[PROBLEM REQUIREMENTS] Every line of the data is to be reproduced exactly.

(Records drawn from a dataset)
● ● ● ● ● ● ●

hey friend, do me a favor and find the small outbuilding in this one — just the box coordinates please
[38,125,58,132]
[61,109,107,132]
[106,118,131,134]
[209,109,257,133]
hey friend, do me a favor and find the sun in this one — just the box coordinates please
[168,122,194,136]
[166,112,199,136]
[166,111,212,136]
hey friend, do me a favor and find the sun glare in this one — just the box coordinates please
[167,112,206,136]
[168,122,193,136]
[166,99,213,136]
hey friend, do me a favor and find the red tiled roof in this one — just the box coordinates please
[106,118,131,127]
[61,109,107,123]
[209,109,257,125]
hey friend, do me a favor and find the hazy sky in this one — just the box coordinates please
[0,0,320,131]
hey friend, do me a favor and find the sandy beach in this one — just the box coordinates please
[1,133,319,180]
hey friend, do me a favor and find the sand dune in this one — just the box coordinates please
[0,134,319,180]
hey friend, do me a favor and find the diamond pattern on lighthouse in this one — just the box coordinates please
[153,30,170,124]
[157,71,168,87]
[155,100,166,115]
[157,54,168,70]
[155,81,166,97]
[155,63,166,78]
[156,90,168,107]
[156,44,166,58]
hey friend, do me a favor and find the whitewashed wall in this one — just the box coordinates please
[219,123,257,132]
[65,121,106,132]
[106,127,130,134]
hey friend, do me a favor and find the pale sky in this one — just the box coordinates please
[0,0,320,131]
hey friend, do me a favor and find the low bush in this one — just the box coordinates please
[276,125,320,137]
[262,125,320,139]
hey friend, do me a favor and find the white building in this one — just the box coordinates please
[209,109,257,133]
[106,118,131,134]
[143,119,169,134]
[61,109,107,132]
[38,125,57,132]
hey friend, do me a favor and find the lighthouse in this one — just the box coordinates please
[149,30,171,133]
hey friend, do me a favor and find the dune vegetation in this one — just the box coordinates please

● ● ● ● ● ● ●

[YOUR SOLUTION]
hey friend, do me a favor and find the small outbuilding in this one — just the box coordinates please
[38,125,58,132]
[61,109,107,132]
[106,118,131,134]
[209,109,257,133]
hey friend, do me a favor and find the sun in this one — just the box coordinates please
[168,122,194,136]
[166,112,199,136]
[166,111,212,136]
hey friend, do me a favor and find the sun glare in this one — just the box coordinates please
[167,112,206,136]
[168,122,193,136]
[166,99,213,136]
hey friend, do me a favor and find the red tiled roof in this one — just the box coordinates please
[106,118,131,127]
[61,109,107,123]
[209,109,257,125]
hey friend, do me a favor and find the hazy sky in this one — just the box coordinates please
[0,0,320,131]
hey friend, do me a favor and find the sandy beach in this one — just the box coordinates please
[1,133,319,180]
hey friend, do me a favor and find the sand dune in this one — just the box coordinates please
[0,134,319,180]
hey friend, do me a favor and find the diamond pattern on lighthouse in this one — just the box coordinates please
[153,30,170,124]
[157,71,168,87]
[155,100,166,115]
[157,54,168,70]
[155,81,166,97]
[155,63,166,78]
[156,90,168,107]
[156,44,166,58]
hey friend, do me a favor and find the whitewashed wall in this one — just the box coordinates please
[219,123,257,132]
[65,121,106,132]
[106,127,130,134]
hey friend, do me a favor and find the pale sky in this one — just the box coordinates please
[0,0,320,131]
hey friend, do me a favor and find the low bush in this one — just the box coordinates please
[276,125,320,137]
[262,125,320,139]
hey friend, do me a favor and find the white building in this one — just the box coordinates please
[209,109,257,133]
[106,118,131,134]
[143,119,169,134]
[61,109,107,132]
[38,125,57,132]
hey friend, do me a favor and find the lighthouse in this one — just the box coordinates please
[149,30,171,133]
hey friend, do me a favor and find the dune vegetation in this one — just the box coordinates please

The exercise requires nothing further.